Return only the lines of the listing below that run from the line with "positive clicks: (272, 91) (275, 87)" through the line with "positive clicks: (261, 250)", both ends included, exactly as written.

__Data provided__:
::::

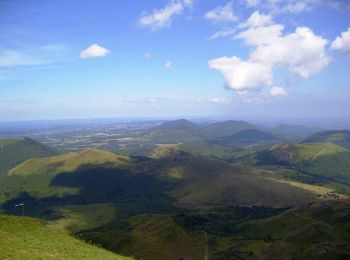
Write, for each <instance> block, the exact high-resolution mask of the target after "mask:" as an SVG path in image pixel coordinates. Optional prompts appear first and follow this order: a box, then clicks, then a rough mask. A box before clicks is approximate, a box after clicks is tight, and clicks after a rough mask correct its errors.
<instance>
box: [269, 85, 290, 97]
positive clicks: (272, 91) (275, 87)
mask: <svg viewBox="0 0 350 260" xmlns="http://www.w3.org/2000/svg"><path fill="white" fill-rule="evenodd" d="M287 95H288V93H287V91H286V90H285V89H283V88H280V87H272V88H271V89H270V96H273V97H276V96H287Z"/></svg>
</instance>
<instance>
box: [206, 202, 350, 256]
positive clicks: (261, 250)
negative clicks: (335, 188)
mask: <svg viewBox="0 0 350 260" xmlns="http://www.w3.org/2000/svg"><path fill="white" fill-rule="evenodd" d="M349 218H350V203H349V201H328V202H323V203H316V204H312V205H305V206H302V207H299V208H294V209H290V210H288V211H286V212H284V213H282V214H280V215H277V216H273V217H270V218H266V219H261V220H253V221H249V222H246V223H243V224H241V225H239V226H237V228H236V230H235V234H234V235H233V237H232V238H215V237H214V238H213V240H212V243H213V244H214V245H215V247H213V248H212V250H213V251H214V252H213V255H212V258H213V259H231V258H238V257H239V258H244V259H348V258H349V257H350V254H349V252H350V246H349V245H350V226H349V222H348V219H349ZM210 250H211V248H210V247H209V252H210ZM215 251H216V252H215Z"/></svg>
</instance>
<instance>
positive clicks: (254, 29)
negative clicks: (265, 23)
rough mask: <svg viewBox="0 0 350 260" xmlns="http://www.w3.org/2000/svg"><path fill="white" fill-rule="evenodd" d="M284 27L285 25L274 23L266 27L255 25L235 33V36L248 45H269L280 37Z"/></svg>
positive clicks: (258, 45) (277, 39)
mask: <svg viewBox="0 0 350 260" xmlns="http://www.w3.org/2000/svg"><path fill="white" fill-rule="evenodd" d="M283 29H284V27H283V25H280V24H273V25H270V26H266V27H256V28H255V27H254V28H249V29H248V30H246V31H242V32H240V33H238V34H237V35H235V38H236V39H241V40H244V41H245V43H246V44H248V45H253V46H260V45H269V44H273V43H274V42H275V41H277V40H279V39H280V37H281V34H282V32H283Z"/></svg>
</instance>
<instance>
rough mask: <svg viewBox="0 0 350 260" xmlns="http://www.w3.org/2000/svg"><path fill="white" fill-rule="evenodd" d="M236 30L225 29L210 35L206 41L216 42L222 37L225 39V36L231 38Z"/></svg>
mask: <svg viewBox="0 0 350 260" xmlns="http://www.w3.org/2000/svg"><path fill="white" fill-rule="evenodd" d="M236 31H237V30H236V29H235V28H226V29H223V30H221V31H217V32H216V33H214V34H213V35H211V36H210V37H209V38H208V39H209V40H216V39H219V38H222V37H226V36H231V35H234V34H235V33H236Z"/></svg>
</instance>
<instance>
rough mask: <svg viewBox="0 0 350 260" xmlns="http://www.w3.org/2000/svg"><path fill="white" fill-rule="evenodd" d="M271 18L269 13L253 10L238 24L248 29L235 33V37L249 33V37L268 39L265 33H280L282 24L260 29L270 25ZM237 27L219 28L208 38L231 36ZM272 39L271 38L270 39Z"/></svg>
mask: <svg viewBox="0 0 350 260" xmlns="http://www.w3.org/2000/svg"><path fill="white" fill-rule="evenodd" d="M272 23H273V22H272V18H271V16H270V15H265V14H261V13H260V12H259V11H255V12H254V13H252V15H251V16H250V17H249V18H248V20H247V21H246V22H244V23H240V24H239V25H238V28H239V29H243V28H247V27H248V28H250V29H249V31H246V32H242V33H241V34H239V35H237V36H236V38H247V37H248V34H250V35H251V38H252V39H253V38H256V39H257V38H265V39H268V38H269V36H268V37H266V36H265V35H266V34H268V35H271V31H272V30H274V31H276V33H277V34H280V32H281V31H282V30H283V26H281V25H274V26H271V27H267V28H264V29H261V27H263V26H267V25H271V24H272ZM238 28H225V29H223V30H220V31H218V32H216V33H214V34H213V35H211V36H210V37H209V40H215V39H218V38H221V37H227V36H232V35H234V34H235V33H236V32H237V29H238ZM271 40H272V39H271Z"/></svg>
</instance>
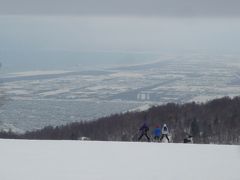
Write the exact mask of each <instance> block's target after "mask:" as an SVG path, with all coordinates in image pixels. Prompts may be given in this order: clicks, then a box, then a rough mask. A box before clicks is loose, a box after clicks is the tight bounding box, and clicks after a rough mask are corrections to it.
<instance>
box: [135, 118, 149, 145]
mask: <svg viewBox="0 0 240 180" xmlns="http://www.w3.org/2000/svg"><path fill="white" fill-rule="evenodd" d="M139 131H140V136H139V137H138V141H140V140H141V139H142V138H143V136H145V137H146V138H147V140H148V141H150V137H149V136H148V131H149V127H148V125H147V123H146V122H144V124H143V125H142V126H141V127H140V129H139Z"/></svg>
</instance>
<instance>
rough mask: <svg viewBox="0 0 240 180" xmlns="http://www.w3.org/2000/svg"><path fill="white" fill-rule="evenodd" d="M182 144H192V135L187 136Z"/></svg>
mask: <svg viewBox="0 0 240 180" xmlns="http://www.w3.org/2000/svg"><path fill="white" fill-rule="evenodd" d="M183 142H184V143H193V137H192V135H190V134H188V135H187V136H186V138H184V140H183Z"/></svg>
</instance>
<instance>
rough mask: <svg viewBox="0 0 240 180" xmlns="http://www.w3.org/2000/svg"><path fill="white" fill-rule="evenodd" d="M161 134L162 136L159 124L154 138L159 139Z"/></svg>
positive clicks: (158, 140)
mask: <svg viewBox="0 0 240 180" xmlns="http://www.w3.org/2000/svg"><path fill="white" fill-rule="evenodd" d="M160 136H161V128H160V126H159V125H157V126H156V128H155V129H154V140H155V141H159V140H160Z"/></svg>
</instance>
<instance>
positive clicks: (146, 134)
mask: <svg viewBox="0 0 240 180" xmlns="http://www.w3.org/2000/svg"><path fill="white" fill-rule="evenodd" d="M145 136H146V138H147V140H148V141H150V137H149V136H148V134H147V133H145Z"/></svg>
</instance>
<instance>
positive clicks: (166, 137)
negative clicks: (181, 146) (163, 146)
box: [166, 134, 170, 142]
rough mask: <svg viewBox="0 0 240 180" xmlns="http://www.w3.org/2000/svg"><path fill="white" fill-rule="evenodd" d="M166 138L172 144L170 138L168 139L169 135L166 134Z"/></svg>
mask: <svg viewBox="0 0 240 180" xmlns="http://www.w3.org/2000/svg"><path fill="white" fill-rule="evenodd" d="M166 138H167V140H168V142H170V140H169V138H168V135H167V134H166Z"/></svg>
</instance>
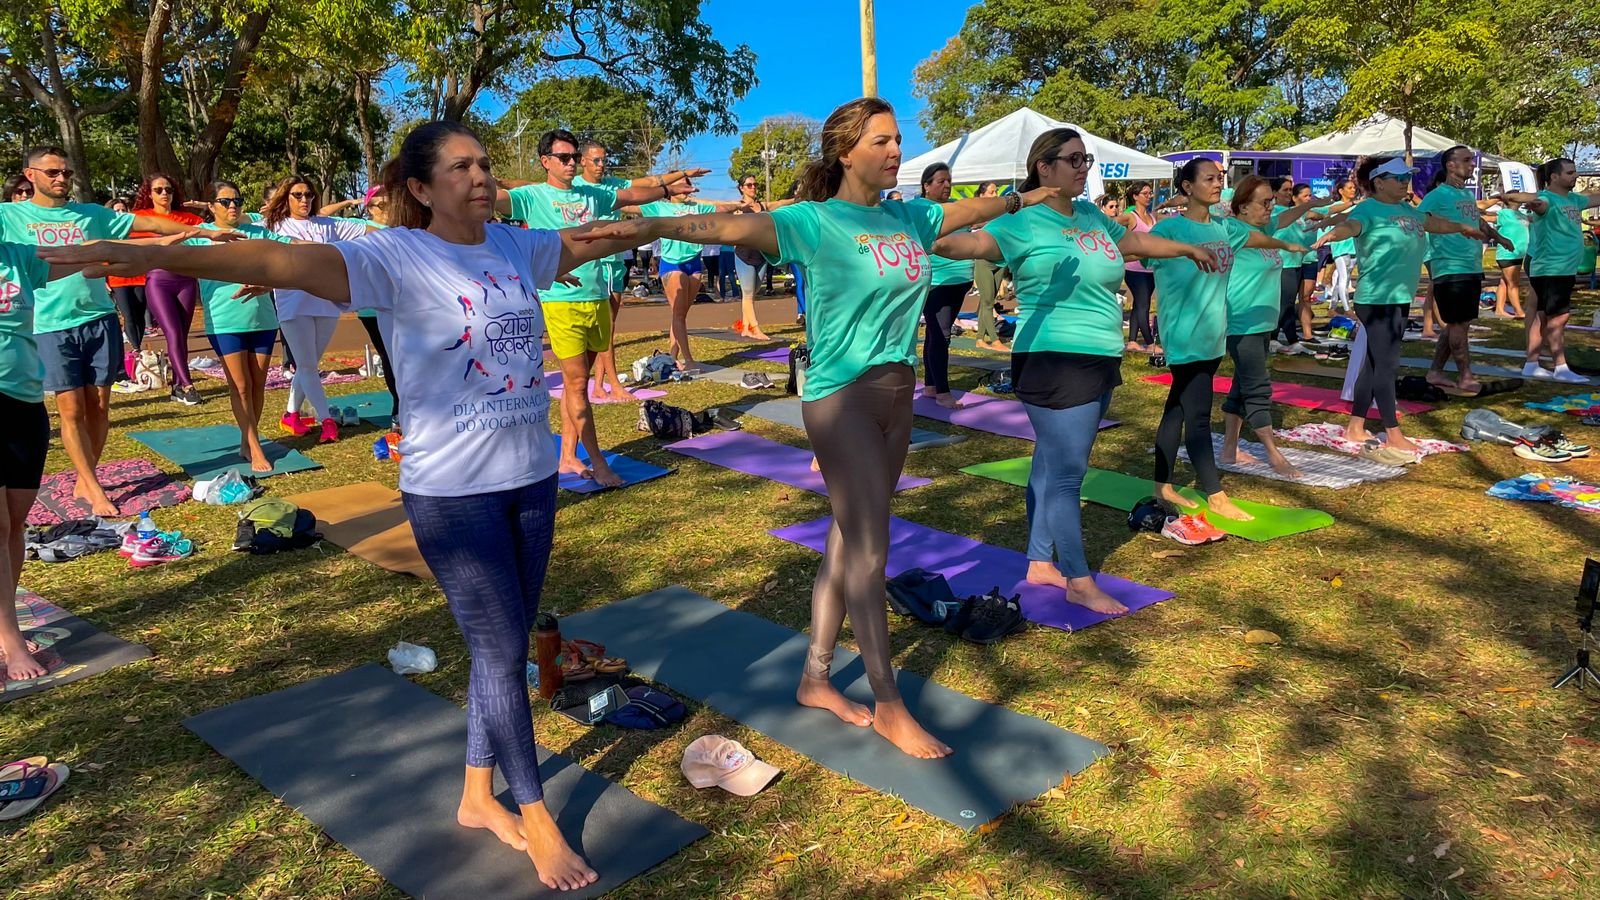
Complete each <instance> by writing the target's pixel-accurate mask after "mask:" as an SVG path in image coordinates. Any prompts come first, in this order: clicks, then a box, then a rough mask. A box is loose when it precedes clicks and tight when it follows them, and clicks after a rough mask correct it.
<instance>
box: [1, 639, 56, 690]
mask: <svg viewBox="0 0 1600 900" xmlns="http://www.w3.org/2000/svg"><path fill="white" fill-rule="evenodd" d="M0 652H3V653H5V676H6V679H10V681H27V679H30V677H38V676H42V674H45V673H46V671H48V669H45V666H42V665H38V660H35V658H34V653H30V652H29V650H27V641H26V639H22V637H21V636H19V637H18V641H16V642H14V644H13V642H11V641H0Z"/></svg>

::::

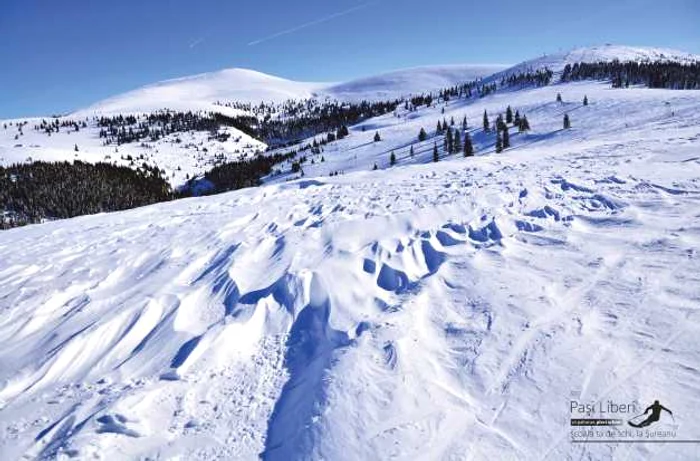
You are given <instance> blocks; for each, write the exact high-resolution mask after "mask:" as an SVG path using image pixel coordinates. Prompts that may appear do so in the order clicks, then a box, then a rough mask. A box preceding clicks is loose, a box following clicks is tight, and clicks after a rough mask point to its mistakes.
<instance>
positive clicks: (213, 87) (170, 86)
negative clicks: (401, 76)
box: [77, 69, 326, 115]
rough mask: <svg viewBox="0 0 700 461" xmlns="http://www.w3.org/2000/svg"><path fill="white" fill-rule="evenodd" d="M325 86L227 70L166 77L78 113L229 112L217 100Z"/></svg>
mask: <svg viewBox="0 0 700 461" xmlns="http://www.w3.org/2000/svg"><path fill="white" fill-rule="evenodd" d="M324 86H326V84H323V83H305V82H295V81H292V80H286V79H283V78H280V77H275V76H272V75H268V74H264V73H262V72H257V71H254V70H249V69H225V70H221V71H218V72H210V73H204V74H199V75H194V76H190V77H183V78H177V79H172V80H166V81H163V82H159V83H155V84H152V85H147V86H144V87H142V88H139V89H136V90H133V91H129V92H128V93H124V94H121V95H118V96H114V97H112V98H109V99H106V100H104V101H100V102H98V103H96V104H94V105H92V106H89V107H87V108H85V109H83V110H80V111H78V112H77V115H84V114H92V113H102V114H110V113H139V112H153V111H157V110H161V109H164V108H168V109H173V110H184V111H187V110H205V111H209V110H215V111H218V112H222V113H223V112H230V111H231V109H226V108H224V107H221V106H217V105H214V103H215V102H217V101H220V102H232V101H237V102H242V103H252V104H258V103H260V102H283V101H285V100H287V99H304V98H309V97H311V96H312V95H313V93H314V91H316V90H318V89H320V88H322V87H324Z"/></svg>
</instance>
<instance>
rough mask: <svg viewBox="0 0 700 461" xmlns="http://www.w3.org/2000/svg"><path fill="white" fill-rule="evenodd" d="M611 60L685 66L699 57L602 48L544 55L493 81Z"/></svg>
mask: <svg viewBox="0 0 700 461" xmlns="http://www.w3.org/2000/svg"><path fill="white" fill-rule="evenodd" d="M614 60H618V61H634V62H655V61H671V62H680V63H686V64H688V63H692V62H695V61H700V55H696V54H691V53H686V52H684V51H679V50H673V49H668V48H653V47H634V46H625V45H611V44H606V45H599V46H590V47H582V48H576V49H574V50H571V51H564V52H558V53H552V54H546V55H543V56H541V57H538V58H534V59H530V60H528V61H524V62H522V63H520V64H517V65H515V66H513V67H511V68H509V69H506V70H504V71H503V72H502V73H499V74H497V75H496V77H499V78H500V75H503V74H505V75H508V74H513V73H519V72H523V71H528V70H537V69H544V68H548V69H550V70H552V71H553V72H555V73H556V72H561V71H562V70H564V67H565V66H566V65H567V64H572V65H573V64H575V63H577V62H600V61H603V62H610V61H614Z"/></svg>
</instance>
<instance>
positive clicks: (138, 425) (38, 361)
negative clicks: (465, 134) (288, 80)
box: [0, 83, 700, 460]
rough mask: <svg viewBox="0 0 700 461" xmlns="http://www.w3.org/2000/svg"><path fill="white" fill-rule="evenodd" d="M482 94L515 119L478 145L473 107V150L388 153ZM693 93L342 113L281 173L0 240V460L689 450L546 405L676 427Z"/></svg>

::::

__Answer box__:
positive clicks: (272, 91) (275, 87)
mask: <svg viewBox="0 0 350 260" xmlns="http://www.w3.org/2000/svg"><path fill="white" fill-rule="evenodd" d="M287 95H288V93H287V91H286V90H285V89H283V88H280V87H272V88H271V89H270V96H273V97H276V96H287Z"/></svg>
</instance>
<instance>
box: [206, 202, 350, 256]
positive clicks: (261, 250)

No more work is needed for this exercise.